■ **TASKS TO PERFORM**:
A: According to the passage about the Indian media, what was the journalist riding on while reporting on the Uttarakhand floods?
B: Copy out the passage about the Indian media from "The day this" to "have known better?".

The accompanying image might elicit varied reactions…from giggles to utter disbelief at the sheer “stupidity” of the journalist. But the questions it raises are far from comfortable for any of us. Monidipa Mondal contemplates about the state of the Indian media and its audience..
The day this news went viral, there was a round of giggles at the office. Quite aside from the horrifying violation of human dignity, it was the utter absurdity of the situation that tickled us. How could that guy be so stupid, we wondered aloud. A journalist should certainly have known better?
The case of the journalist riding on a flood victim’s shoulders to report a “human interest” story about the Uttarakhand floods is a classic example of indiscretion. It is not inadvertent, just as a racist YouTube video put up in 2012 by the two white schoolgirls wasn’t an innocent mistake, or the photo posted online by a young woman who decided that dressing up as a Boston Marathon blast victim was a good idea for Halloween, wasn’t just a lapse in judgment. From this point, I can lead into a discussion of the moralising capacity of social media, but I would like you to consider another question—what, actually, goes on in the mind of a person who performs such an act and then shares it with the world?

■ **EXTRACTED MATERIAL**:
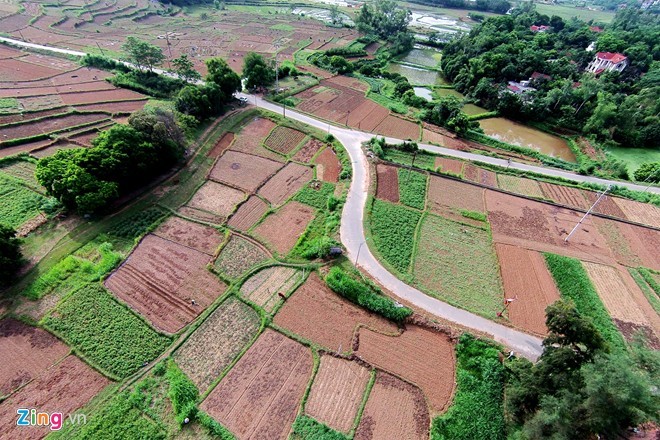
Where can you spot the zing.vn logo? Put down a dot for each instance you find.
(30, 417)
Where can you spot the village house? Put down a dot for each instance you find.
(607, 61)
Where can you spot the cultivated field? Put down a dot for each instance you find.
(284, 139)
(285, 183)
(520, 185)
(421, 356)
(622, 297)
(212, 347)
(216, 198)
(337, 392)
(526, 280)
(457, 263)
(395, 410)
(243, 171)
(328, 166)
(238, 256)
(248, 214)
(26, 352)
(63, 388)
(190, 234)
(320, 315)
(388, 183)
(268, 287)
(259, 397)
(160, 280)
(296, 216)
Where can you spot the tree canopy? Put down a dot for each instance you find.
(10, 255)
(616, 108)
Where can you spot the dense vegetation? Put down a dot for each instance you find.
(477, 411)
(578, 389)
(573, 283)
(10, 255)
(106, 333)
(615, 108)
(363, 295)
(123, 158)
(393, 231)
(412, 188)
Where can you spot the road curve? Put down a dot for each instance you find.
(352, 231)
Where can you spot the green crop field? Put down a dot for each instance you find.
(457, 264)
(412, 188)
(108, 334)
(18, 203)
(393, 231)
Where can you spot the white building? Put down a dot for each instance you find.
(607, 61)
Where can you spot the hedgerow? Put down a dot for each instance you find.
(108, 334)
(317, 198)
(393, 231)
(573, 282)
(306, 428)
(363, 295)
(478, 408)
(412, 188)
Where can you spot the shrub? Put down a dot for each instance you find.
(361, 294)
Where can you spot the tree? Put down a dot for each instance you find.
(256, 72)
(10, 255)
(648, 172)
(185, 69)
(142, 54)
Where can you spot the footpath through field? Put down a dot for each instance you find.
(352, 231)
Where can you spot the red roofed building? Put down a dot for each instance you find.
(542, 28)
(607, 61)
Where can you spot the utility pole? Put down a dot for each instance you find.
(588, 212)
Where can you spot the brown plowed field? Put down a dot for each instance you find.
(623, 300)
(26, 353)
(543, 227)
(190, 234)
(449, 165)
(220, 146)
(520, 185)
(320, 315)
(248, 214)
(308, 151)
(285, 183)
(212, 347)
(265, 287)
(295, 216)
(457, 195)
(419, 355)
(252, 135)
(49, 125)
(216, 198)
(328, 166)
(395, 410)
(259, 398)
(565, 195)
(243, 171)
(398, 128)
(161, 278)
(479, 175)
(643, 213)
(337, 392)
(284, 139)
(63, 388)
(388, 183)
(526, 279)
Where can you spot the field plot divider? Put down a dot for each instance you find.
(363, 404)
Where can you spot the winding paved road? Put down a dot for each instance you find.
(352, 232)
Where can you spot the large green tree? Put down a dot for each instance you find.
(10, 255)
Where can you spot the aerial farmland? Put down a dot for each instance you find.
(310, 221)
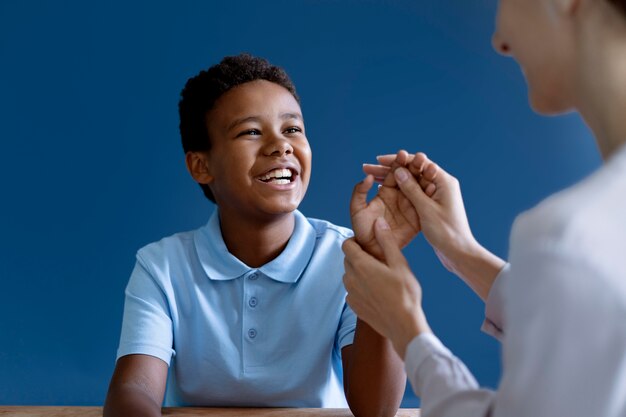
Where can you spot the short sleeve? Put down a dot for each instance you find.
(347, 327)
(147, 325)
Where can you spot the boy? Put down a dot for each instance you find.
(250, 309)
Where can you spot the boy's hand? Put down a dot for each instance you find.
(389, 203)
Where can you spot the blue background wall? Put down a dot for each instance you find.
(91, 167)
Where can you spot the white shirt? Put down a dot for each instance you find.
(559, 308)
...
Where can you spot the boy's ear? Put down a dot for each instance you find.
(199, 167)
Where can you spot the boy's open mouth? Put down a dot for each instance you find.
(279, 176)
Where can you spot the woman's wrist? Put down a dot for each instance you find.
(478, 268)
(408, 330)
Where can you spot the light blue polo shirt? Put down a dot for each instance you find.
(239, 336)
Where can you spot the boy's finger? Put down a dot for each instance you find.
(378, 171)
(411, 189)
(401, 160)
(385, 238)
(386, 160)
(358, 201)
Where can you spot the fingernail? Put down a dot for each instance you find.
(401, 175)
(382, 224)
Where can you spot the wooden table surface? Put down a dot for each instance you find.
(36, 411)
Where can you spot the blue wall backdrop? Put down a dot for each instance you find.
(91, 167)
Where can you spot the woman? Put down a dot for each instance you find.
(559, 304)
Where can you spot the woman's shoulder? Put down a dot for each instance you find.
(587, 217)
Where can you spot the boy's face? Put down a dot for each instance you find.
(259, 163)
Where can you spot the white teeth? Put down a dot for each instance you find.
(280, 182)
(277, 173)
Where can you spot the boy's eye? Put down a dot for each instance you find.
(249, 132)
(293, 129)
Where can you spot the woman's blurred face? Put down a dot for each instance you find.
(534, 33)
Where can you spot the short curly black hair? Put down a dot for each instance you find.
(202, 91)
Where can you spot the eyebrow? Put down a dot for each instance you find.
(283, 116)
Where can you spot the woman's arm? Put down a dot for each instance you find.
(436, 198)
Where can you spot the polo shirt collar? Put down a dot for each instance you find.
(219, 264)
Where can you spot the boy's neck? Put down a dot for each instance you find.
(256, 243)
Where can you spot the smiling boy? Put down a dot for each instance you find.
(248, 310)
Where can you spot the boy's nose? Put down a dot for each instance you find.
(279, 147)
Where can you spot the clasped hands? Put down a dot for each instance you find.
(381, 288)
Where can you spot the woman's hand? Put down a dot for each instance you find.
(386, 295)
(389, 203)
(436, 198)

■ **EXPECTED OUTPUTS**:
A: A flood victim's shoulders.

B:
The day this news went viral, there was a round of giggles at the office. Quite aside from the horrifying violation of human dignity, it was the utter absurdity of the situation that tickled us. How could that guy be so stupid, we wondered aloud. A journalist should certainly have known better?